====== 抜粋 ======

東京オリンピック・パラリンピック競技大会組織委員会が打ち出している計画では、新宿区で新設するメイン会場に加え、江東区の豊洲や夢の島を中心とする「東京ベイゾーン」に競技場が集中する。NTTデータやSCSK、日本ユニシスなど、構築系の大手ITベンダーが本社を構える場所の“玄関”だ。各社は水面下でプロジェクトを走らせ、商材を揃えることで、東京五輪による商機をつかもうとしている。

======

課題 1: 東京五輪の会場計画についての抜粋によると、「東京ベイゾーン」は江東区のどこを中心とする地域か。
課題 2: 東京五輪の会場計画とITベンダーについての抜粋を、最後の文の後から続けて書きなさい。

====== データセット ======

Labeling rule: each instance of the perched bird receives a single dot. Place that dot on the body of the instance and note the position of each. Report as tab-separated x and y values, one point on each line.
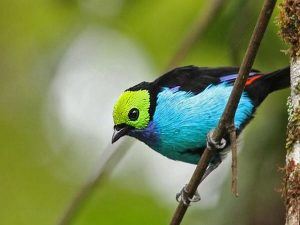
174	113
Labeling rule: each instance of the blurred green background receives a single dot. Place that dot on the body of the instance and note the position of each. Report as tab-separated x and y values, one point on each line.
40	170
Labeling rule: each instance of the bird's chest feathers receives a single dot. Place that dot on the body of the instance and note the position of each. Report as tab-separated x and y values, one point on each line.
182	119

======

正解 1: 豊洲や夢の島を中心とする地域。

正解 2:
NECの遠藤信博社長(左)と東京オリンピック・パラリンピック競技大会組織委員会の森喜朗会長。2月19日、「Tokyo 2020」のスポンサーシップ契約を締結した 「シティIT」を普及させるためには、東京五輪はあくまで「引き金」。開催を機に、日本を訪れる外国人観光客を増やしたり、便利で震災に強い街をつくったりする動きが本格化して、そのプラットフォームとして、ITに注目が集まる。キーワードは、「IoT」、すなわち「モノのインターネット」だ。スマートフォンや自動販売機、冷蔵庫など、人々の生活環境にあるあらゆる機械が「端末」になってインターネットにつながり、ビッグデータの世界を形成する。これらの情報を「保存」「処理」「分析」「活用」することによって、ITベンダーにとって商機が生じるなか、ハードやソフト、解析サービスなどをいかに組み合わせてソリューション化するかの力が問われる。